Problem set >>
1: According to the film review excerpt, who directed Alien 3?
2: Continue the film review excerpt from where it stops, under the heading for Aliens (1986).

Source extract >>
++++++++
CINECAL: ONE SENTENCE REVIEWS

Wednesday, 20 April 2016

Alien 3 (1992)


The gunmetal-blue quiet of space that marked the first two Alien movies is switched for the brown bluster of a prisoner-run refinery in this third movie directed by David Fincher and that change is the movie's fundamental flaw - rather than an unseen, unfathomable, latent horror suddenly, noisily bursting out of space's deep dark and quiet, here the alien burns around Thunderdome at breakneck speed, noisy, more lit up and visible and more understood than ever before, and it is killing not mercenaries or astronaut scientists but a noisy, repellent bunch of grubby convicts that it is hard to care about.

★★☆☆☆

CINECAL: ONE SENTENCE REVIEWS

Wednesday, 13 April 2016

Aliens (1986)
++++++++
Stored records >>
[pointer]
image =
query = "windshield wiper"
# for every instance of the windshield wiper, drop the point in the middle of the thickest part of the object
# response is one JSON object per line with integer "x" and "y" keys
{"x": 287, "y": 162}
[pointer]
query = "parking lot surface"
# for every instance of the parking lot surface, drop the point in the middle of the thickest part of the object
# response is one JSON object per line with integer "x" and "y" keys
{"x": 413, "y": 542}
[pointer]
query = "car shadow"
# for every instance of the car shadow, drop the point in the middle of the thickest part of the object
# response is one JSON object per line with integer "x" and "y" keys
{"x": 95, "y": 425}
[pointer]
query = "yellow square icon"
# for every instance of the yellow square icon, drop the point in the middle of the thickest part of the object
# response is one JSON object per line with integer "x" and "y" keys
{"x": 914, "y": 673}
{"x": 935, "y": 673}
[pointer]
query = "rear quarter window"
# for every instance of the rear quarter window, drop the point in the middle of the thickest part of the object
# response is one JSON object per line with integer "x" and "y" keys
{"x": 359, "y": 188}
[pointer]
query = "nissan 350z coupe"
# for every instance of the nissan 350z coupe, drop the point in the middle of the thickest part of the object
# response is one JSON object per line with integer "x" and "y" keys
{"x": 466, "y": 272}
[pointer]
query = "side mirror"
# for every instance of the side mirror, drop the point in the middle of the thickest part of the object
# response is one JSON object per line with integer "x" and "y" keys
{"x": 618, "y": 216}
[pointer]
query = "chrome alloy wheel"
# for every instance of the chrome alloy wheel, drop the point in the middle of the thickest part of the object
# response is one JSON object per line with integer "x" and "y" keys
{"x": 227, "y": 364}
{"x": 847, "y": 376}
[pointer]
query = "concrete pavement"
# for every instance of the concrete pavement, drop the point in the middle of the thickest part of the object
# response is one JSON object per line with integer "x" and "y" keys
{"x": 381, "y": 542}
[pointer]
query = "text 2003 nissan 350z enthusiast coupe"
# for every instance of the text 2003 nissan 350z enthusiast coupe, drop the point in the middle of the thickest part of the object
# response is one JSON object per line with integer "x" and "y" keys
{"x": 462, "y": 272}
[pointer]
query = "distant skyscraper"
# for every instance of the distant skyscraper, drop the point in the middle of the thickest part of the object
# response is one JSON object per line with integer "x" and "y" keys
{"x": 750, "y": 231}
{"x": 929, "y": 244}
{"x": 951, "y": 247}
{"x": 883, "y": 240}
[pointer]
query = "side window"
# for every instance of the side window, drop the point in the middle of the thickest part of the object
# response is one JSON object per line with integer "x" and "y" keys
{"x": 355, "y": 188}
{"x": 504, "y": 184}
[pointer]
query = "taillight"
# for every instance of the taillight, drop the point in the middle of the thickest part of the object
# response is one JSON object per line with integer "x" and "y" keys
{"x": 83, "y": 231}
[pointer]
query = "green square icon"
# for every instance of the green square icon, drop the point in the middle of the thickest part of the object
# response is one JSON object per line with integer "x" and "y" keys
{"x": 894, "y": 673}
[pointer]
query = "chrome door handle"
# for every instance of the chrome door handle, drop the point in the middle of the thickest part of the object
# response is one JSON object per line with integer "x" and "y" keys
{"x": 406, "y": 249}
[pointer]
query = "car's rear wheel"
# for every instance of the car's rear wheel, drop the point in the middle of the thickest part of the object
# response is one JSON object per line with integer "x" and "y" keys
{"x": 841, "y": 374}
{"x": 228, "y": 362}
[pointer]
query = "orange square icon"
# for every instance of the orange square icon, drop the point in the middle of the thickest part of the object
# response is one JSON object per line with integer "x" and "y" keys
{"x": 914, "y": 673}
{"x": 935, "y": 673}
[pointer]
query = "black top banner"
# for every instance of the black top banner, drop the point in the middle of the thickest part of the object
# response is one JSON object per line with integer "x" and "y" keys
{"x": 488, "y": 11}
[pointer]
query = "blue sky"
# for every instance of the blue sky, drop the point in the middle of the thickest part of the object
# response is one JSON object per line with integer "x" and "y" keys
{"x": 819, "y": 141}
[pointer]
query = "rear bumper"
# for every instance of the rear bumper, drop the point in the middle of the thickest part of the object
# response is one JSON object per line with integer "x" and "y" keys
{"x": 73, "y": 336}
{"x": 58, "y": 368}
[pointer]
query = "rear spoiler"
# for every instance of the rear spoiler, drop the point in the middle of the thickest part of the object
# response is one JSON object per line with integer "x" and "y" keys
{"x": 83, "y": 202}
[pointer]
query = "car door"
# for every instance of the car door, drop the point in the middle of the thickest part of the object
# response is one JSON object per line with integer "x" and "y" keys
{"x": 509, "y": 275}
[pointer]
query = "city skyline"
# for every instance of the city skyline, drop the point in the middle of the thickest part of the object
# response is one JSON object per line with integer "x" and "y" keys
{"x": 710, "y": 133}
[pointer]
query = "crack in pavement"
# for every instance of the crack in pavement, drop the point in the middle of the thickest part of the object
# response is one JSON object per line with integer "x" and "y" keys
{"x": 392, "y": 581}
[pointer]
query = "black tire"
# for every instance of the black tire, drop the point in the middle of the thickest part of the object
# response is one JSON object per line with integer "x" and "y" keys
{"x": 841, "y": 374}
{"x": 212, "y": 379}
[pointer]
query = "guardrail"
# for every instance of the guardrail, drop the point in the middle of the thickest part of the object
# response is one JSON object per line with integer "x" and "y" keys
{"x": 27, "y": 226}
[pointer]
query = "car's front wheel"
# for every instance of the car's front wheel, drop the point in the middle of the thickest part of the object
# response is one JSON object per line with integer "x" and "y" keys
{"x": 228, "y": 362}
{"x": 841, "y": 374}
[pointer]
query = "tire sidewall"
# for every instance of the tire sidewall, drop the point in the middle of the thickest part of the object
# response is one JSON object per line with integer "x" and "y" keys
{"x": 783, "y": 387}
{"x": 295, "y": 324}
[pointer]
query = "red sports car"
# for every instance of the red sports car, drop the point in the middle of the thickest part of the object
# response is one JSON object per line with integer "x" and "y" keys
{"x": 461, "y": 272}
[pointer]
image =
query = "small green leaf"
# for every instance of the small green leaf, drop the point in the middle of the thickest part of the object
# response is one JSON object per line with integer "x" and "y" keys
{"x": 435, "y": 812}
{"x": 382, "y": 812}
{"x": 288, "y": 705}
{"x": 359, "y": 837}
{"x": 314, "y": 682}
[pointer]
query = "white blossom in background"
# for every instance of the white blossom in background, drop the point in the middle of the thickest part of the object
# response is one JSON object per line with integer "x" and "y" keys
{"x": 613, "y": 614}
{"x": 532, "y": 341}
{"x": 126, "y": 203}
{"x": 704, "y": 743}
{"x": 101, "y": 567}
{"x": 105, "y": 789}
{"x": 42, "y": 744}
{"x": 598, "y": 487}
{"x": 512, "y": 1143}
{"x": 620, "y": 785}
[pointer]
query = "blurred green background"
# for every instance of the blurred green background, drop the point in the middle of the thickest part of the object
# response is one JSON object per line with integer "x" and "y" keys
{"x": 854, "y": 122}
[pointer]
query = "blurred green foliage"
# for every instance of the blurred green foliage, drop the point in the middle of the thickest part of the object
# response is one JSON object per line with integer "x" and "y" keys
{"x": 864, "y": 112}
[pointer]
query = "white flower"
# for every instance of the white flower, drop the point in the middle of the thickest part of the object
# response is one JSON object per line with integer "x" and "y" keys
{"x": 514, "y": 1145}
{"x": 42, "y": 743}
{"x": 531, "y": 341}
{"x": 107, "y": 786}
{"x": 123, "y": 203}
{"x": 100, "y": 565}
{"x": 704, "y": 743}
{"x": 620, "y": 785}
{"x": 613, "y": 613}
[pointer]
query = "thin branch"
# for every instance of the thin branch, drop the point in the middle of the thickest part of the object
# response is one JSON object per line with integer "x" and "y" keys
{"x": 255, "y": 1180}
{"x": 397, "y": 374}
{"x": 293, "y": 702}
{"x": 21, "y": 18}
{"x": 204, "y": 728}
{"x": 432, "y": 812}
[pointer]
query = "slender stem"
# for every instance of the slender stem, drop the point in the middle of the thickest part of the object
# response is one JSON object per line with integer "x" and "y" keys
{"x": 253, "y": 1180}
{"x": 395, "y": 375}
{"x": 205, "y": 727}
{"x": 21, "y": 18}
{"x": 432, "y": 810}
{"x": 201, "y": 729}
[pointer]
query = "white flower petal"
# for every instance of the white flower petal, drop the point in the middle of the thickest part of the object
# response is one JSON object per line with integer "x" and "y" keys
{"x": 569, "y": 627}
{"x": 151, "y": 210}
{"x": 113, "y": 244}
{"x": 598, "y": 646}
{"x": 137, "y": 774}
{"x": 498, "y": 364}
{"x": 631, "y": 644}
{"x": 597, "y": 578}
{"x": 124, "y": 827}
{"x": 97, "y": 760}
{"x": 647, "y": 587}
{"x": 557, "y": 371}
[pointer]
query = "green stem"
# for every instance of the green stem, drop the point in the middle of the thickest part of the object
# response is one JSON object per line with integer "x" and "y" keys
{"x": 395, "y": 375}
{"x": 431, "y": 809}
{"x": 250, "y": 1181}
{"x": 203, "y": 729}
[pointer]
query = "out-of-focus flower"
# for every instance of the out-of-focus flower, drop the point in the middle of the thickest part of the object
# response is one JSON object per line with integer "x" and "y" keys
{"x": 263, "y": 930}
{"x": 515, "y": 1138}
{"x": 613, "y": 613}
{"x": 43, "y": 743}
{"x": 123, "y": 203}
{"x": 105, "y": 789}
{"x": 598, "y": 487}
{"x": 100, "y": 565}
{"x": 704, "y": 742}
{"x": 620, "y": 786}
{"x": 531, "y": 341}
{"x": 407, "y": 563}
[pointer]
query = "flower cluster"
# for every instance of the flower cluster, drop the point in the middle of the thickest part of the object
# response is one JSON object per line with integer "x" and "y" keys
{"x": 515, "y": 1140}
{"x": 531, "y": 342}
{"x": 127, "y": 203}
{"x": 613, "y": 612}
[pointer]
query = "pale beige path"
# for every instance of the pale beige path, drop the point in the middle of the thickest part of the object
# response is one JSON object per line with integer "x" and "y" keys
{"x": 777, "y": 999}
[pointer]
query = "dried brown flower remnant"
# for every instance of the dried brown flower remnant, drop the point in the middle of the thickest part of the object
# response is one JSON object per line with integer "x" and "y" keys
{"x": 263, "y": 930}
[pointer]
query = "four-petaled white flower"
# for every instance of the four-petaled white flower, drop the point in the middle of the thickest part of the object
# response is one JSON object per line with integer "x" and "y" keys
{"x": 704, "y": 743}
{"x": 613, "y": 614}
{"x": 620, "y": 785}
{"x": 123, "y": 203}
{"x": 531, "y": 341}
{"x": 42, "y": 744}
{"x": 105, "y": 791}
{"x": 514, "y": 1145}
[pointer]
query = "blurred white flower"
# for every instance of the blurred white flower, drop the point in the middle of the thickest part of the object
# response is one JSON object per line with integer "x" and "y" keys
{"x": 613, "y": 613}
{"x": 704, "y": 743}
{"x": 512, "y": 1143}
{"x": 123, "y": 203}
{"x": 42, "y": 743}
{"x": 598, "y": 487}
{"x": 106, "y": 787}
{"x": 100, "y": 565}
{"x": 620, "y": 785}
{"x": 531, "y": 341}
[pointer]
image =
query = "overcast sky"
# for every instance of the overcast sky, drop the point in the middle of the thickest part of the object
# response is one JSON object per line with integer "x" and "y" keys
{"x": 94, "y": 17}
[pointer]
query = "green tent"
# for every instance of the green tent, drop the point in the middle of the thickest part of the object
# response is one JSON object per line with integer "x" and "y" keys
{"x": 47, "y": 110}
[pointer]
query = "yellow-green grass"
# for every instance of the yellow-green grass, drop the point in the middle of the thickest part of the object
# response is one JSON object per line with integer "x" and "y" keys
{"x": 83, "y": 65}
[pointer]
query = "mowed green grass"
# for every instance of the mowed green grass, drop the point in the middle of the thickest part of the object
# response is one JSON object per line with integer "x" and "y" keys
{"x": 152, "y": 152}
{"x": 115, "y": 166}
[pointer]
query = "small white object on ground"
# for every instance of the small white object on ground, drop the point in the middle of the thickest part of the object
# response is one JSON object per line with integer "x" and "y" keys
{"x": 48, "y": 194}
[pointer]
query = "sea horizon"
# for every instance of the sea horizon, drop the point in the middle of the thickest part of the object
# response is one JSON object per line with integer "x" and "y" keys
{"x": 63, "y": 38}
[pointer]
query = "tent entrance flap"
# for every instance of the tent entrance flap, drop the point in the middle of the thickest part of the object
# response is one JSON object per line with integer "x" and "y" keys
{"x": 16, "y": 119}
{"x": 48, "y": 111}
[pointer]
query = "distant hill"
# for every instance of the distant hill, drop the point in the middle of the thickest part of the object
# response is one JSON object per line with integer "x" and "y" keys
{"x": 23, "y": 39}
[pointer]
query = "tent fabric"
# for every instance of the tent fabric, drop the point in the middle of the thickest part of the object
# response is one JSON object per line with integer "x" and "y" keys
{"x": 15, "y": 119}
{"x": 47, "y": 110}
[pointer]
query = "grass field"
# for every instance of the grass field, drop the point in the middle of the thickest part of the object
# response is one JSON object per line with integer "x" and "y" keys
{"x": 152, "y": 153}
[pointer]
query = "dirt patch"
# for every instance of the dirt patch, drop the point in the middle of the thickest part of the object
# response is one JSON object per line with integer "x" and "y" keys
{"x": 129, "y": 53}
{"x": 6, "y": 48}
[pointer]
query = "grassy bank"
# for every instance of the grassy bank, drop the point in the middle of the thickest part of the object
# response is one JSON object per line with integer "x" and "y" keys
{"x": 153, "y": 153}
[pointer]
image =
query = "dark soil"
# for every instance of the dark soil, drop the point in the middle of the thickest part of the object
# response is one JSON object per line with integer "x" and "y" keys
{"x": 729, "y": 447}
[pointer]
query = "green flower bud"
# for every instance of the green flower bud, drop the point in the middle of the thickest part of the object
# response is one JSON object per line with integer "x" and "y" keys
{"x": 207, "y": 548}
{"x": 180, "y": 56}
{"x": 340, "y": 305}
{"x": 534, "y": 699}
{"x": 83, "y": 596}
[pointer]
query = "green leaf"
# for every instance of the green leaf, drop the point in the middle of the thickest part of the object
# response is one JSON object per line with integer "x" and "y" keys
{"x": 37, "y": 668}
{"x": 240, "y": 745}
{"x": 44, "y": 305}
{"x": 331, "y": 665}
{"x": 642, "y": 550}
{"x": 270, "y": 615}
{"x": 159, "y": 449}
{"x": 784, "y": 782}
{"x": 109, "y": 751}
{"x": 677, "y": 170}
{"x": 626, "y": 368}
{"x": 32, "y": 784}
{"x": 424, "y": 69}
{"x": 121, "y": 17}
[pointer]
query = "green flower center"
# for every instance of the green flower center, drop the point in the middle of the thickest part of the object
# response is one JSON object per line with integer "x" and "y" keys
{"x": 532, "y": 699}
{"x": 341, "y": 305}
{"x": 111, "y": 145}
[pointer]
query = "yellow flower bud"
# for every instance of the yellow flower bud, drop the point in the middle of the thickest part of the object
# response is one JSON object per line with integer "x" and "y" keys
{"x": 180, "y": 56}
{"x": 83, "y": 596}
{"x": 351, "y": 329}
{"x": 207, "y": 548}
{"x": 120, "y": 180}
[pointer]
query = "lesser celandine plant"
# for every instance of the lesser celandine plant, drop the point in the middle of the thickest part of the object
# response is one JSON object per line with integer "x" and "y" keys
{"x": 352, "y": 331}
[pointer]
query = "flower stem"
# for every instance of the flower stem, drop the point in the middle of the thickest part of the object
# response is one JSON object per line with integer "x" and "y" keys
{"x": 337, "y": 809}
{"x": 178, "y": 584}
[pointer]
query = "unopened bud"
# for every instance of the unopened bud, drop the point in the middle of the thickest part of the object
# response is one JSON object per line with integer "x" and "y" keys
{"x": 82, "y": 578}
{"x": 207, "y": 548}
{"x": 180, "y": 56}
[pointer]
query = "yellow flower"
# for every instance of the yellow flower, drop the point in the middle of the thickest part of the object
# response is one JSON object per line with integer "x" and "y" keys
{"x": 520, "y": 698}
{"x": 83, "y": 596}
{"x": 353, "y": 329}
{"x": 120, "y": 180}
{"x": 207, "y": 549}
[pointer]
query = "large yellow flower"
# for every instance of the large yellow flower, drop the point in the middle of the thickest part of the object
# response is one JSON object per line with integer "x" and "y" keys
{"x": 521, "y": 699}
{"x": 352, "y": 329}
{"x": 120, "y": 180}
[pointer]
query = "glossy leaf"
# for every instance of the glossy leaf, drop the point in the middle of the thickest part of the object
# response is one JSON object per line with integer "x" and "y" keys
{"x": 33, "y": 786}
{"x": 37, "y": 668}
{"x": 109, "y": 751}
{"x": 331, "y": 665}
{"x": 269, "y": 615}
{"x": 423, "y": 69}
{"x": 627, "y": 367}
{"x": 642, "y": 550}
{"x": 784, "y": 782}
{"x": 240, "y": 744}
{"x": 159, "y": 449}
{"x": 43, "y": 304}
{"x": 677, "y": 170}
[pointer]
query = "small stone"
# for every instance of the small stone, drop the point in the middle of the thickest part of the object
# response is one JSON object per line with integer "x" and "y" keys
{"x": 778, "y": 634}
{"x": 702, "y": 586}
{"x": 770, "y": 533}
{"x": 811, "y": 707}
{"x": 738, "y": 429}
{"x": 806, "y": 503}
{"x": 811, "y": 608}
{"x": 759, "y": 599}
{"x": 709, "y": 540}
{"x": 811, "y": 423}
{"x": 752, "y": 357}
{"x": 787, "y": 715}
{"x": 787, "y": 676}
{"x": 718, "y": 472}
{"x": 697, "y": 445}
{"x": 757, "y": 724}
++++++++
Answers to each task >>
1: David Fincher.

2:
For poor Rip-(van Wink)-ley, 57 years of sleep in an escape pod must have seemed like a mere heartbeat when in fact it was plenty of time for the eggs on the LV-426 colony (sighted in the original Alien) to hatch into an alien plague; Ripley skips breakfast and gets straight into alien-busting consultant mode for some macho commandos, but before long, Director James Cameron wipes everyone else out so that the mother-progeny theme that is to become the series' signature can come to the fore as Ripley defends herself and Newt, the colony's lone survivor and first daughter figure of the series, from the aliens and their queen.